• Istruzioni dell'esercizio
Per favore, trascrivi fedelmente le righe comprese tra quella che contiene "Task: spot one point per instance of the potato." e quella che contiene "(1372, 485)", entrambe incluse.

• Dati dell'esercizio
===============
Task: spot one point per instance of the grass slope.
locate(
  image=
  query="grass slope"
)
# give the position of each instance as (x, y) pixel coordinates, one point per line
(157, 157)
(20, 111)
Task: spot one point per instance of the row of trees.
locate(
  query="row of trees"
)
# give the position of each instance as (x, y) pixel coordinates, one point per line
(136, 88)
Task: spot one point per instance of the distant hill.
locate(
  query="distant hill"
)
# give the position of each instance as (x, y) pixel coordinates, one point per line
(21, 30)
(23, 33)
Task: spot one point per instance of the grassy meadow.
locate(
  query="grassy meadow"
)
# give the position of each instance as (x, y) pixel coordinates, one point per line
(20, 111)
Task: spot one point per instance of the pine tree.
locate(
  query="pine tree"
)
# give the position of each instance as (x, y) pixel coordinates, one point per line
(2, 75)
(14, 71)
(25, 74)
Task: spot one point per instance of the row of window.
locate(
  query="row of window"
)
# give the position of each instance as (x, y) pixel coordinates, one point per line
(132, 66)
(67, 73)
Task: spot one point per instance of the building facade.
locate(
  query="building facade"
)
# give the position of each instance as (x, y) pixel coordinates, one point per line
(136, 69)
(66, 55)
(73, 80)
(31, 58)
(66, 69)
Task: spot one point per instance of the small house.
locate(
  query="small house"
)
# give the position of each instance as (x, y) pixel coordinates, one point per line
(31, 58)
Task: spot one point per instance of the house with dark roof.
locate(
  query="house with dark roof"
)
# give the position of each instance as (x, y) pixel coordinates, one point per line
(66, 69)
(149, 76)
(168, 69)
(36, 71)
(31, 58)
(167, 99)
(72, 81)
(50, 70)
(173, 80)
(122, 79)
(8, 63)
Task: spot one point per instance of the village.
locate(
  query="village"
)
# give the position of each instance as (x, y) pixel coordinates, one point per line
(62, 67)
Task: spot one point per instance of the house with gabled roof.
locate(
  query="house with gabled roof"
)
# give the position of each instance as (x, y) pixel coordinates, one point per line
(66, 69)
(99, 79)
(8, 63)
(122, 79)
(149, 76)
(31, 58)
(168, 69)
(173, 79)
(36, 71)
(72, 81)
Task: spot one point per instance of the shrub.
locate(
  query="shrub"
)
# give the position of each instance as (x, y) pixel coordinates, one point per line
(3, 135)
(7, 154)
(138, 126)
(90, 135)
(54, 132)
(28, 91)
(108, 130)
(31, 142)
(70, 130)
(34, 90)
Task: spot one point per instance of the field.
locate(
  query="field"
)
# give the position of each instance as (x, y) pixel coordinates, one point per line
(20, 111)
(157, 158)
===============
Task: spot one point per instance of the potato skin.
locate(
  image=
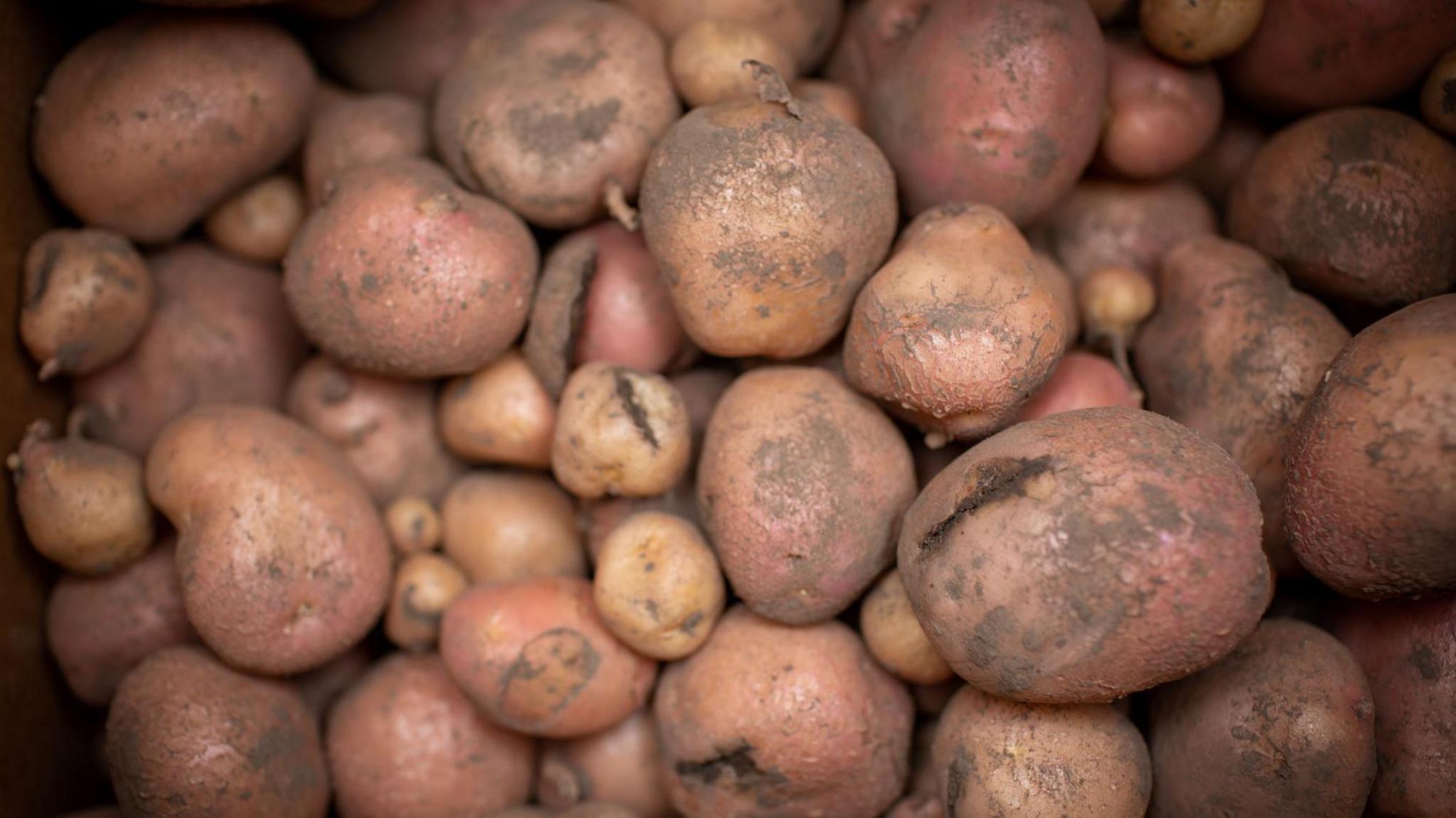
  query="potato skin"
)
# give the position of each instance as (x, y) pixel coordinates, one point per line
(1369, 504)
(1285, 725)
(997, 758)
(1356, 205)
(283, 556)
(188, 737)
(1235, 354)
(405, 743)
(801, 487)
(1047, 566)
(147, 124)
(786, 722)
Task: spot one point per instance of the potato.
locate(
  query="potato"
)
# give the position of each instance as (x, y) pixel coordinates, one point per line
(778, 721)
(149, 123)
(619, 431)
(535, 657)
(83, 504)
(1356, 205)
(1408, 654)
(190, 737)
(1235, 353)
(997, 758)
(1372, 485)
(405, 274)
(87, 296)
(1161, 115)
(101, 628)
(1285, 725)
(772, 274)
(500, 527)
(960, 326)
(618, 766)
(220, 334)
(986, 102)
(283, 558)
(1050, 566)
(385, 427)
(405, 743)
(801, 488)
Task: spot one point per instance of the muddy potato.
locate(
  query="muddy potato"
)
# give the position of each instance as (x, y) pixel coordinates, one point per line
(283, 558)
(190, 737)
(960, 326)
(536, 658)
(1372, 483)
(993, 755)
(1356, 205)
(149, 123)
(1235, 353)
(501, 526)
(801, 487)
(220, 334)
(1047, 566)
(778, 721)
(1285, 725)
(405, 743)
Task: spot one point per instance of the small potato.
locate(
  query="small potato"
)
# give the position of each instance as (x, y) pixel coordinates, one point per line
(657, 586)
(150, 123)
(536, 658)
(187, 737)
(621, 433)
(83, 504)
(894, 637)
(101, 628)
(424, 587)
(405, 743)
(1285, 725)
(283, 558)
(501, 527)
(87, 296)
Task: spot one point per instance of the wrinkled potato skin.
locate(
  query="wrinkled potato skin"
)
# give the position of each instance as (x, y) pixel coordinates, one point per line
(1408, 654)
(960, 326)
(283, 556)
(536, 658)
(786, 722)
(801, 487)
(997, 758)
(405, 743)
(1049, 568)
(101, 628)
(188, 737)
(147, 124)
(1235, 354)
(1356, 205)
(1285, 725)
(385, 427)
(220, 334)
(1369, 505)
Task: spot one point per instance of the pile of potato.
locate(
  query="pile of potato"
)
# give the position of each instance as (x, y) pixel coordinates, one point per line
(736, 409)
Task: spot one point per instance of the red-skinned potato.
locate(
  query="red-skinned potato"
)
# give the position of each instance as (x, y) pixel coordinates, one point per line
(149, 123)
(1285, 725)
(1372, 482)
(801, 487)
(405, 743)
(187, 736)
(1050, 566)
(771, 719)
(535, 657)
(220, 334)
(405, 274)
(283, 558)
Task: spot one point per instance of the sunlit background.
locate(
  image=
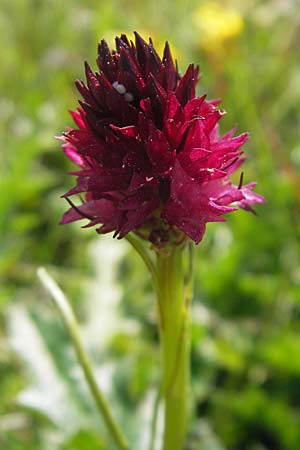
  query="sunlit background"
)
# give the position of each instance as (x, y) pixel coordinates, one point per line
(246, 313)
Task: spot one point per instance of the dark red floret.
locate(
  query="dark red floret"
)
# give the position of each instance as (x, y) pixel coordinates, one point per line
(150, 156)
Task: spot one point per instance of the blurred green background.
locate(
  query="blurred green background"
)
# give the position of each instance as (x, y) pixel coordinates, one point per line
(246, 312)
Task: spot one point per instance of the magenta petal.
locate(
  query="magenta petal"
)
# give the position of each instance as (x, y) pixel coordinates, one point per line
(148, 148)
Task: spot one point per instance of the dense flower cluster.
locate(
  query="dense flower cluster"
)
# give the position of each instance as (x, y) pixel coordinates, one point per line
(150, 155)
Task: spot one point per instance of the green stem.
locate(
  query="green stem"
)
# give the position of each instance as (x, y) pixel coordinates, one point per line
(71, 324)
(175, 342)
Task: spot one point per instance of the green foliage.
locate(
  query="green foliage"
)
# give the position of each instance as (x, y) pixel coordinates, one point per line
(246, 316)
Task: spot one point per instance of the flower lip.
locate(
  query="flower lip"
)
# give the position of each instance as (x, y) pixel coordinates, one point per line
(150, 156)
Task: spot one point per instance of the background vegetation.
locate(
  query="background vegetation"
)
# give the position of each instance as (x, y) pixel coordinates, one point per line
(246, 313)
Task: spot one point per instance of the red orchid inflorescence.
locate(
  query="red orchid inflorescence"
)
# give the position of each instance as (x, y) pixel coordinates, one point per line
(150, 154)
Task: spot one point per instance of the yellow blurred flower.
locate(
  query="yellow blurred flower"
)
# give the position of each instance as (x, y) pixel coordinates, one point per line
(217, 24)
===============
• Risultato dell'esercizio
Task: spot one point per instance of the potato.
locate(
  query="potato"
)
# give the position of each instance as (x, y) pixel coordinates, one point per line
(778, 721)
(149, 123)
(619, 431)
(535, 657)
(83, 504)
(1356, 205)
(1408, 654)
(190, 737)
(1235, 353)
(997, 758)
(1372, 485)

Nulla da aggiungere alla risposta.